-------- TRECHO SELECIONADO

A infância é marcada como o período do despertar das primeiras sensações erotizadas. Essas sensações, resguardadas em segredo pelos entrevistados, vão se manifestar em espaços e em interações sociais que pertencem à dimensão pública. Nesse sentido, os entrevistados

referem-se a um espaço que, em suas trajetórias, no período da adolescência, se tornara o lócus da manifestação, expressão e vivência da sexualidade: a noite, ou seja, o circuito de bares, boates e espaços dedicados à socialização de gays e lésbicas, e que vai se tornar uma figuração central para esses entrevistados no processo de coming out, ou seja, do sair do armário, e o reconhecimento para si quanto a própria homossexualidade.

Entrevistado Adolescência

Carlos Retorno para BH, início da atividade sexual, início da vida profissional.

----------------
-------- DADOS FORNECIDOS

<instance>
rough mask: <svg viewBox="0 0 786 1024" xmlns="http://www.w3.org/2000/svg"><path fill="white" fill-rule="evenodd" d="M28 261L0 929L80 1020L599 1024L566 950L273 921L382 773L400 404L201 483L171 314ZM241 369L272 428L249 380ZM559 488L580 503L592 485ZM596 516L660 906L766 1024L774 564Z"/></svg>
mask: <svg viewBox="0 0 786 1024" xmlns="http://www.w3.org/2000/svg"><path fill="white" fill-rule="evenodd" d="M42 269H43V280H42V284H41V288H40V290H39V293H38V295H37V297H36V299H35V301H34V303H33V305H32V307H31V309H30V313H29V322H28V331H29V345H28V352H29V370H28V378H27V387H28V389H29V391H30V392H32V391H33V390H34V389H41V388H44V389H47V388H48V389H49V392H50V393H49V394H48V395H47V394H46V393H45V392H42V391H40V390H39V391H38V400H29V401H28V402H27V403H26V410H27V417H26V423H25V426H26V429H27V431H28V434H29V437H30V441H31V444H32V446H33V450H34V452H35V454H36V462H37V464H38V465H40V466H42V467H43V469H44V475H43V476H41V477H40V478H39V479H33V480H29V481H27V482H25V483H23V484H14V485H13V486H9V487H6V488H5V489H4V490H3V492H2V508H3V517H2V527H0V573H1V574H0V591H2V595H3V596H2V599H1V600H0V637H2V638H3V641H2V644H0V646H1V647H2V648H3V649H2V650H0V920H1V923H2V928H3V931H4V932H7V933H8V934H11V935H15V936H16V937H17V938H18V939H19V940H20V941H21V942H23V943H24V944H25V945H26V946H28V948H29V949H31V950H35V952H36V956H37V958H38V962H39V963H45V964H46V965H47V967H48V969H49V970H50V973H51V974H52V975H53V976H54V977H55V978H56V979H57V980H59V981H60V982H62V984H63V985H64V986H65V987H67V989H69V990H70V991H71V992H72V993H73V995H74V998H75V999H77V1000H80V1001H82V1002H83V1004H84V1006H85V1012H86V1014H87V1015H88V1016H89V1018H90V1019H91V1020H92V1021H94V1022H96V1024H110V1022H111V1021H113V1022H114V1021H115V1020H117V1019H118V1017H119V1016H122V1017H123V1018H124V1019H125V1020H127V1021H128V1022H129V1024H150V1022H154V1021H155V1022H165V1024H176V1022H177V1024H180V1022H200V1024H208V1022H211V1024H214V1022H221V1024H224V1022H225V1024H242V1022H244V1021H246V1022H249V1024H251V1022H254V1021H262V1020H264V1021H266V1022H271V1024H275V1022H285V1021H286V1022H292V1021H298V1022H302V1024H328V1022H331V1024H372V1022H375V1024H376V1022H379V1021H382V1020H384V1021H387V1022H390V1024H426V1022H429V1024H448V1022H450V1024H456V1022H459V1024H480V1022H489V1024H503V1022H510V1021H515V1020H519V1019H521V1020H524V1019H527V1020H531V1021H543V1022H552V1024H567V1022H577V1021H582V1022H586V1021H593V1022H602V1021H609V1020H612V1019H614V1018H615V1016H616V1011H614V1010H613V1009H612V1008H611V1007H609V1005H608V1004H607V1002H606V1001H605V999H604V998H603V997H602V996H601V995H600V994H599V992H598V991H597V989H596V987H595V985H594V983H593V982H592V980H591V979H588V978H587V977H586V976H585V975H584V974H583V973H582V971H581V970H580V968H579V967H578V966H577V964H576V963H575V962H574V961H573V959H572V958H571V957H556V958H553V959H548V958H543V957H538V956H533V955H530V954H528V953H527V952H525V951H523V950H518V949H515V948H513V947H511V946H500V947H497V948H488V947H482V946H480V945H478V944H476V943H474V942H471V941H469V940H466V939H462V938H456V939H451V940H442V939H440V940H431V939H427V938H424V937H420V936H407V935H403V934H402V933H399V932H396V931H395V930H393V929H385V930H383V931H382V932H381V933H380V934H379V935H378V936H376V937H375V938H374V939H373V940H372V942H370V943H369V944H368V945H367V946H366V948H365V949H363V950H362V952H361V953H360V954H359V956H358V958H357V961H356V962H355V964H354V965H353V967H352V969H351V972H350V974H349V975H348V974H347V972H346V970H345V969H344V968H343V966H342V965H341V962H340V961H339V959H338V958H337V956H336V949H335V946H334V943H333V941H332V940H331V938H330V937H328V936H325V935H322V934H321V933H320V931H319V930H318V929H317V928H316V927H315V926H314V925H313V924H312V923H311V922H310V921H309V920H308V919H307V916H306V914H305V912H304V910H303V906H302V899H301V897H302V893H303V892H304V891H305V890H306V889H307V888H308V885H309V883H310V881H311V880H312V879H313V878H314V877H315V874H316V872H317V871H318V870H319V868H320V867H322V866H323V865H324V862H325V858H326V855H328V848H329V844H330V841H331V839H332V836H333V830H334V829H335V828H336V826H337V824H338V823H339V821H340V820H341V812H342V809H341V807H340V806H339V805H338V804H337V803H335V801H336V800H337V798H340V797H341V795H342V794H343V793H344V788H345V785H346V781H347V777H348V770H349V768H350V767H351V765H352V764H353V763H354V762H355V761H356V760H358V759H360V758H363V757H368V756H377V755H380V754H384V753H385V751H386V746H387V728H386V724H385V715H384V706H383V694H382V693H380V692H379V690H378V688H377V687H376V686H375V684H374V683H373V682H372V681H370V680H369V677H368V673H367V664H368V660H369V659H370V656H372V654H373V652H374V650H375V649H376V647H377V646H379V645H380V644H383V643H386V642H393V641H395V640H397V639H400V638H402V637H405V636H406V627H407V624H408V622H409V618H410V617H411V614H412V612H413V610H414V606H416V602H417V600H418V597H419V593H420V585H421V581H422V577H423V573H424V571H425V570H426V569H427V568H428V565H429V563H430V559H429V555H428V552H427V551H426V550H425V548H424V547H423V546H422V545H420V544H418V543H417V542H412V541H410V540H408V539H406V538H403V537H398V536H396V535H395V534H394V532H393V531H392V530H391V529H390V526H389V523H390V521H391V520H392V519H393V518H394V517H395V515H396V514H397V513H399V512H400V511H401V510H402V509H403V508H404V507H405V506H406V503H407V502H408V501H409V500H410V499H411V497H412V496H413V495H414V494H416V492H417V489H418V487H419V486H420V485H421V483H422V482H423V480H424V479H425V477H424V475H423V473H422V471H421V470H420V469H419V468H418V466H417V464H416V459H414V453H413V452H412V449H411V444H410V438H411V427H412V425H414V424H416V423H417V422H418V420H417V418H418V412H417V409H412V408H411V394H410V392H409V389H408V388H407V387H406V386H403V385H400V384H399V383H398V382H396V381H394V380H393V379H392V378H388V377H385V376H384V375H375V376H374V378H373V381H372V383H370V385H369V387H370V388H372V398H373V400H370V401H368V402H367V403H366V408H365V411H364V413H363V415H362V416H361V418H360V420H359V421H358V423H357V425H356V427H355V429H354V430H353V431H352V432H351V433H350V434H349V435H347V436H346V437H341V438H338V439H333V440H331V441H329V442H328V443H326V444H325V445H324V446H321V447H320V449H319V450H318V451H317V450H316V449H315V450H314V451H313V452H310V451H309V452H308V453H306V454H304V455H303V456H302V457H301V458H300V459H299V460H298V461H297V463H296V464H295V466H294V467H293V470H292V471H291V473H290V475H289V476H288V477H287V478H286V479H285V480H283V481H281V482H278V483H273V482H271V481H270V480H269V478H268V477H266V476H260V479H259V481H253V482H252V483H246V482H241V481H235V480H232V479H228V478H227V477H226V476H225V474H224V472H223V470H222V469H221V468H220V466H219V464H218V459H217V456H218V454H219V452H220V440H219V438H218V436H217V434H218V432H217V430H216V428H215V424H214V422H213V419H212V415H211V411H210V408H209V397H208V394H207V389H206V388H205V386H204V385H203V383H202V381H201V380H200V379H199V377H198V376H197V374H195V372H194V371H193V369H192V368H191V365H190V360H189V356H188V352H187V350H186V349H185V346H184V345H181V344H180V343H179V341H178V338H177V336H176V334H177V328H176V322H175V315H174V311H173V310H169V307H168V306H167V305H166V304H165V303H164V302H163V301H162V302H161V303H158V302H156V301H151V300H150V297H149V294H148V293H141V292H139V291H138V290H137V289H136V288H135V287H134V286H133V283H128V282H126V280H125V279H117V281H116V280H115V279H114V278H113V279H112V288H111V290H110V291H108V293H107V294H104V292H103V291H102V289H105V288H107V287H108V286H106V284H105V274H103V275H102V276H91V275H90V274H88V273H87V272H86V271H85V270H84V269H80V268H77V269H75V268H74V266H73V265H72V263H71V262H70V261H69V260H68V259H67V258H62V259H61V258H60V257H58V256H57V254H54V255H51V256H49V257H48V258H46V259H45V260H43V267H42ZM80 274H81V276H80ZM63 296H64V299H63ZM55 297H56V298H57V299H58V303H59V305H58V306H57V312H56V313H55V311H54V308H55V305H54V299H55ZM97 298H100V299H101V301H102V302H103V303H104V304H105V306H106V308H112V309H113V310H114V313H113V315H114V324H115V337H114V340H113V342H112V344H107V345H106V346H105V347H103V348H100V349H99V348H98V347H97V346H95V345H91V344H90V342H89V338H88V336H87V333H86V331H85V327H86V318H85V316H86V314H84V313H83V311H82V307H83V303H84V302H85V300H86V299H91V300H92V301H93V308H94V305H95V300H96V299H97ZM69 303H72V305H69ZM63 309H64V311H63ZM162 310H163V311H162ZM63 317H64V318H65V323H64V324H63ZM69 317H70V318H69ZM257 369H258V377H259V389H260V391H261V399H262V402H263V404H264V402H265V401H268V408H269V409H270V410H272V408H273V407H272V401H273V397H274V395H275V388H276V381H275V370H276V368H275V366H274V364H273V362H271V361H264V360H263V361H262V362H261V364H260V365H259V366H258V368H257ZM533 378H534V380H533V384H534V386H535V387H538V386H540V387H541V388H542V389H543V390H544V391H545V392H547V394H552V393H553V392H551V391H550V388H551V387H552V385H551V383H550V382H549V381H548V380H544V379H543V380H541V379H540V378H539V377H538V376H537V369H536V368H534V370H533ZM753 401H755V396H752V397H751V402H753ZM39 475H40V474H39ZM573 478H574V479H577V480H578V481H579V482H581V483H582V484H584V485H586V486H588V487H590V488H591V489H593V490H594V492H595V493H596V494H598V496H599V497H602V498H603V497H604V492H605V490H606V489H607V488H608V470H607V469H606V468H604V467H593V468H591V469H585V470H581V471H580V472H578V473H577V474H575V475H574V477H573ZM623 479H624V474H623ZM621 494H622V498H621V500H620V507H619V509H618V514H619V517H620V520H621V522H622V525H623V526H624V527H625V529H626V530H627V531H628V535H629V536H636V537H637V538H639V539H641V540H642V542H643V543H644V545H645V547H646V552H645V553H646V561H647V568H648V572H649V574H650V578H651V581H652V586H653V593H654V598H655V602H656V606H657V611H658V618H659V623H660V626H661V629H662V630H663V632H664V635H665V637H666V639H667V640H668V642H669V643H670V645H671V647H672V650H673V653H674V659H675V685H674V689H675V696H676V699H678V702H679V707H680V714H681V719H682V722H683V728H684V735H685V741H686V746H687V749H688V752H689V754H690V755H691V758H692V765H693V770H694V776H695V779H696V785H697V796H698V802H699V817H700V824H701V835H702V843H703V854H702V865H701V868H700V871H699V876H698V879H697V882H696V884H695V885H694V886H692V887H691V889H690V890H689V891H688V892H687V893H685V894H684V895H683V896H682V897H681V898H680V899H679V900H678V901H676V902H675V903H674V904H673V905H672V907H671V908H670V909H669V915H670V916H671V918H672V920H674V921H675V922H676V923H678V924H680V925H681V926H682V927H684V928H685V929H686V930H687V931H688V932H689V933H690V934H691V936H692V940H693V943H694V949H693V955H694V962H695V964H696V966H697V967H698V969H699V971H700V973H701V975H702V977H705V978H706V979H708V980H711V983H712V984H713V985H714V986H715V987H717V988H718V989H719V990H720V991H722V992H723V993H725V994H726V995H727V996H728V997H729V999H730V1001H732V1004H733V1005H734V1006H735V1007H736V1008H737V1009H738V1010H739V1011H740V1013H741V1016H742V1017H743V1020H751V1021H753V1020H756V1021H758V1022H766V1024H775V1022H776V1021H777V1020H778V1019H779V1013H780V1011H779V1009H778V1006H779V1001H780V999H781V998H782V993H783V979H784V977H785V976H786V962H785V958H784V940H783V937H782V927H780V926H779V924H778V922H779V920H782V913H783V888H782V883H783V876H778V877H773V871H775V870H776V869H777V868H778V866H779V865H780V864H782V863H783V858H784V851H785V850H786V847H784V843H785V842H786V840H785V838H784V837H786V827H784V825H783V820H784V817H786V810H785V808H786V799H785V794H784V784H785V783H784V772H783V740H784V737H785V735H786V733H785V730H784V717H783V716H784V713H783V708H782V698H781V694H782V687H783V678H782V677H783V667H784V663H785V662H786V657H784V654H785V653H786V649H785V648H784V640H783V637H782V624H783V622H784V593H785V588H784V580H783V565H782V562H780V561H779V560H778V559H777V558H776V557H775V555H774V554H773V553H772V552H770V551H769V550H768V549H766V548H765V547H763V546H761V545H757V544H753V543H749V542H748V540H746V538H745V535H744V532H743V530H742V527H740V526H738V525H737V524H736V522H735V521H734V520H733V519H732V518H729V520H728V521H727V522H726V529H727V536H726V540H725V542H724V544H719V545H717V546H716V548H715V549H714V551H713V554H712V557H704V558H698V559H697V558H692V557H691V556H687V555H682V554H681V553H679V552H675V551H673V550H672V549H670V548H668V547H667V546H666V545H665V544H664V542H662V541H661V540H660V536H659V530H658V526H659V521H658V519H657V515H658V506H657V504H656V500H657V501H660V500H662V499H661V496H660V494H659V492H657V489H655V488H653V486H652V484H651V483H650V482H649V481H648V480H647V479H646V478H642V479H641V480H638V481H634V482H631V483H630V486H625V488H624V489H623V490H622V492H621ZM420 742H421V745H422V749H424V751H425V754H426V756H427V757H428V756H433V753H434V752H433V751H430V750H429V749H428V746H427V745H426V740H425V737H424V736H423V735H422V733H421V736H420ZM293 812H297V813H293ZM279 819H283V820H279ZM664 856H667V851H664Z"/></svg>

----------------

PERGUNTAS SOBRE O MATERIAL
• A. De acordo com o trecho, qual período é apontado como o do despertar das primeiras sensações erotizadas?
• B. Enumere todos os lugares que, segundo o trecho, compõem o circuito chamado de "a noite".
• C. Reproduza do trecho a passagem que vai de "A infância é" a "a própria homossexualidade.".
O material provém de uma fonte distinta da do trecho.

RESPOSTAS DO EXERCÍCIO
• A. A infância.

• B. Bares; boates; espaços dedicados à socialização de gays e lésbicas.

• C.
A infância é marcada como o período do despertar das primeiras sensações erotizadas. Essas sensações, resguardadas em segredo pelos entrevistados, vão se manifestar em espaços e em interações sociais que pertencem à dimensão pública. Nesse sentido, os entrevistados

referem-se a um espaço que, em suas trajetórias, no período da adolescência, se tornara o lócus da manifestação, expressão e vivência da sexualidade: a noite, ou seja, o circuito de bares, boates e espaços dedicados à socialização de gays e lésbicas, e que vai se tornar uma figuração central para esses entrevistados no processo de coming out, ou seja, do sair do armário, e o reconhecimento para si quanto a própria homossexualidade.